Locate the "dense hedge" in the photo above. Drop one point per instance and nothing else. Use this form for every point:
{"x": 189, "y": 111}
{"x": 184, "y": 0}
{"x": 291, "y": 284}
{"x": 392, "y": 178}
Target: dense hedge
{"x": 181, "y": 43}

### Activity
Transcribe all of the material exactly. Omit nothing.

### Response for this exercise
Locate the "dense hedge" in the photo above. Drop one point per instance and nothing else. Use this form for every point:
{"x": 189, "y": 111}
{"x": 184, "y": 0}
{"x": 291, "y": 284}
{"x": 392, "y": 178}
Target: dense hedge
{"x": 181, "y": 43}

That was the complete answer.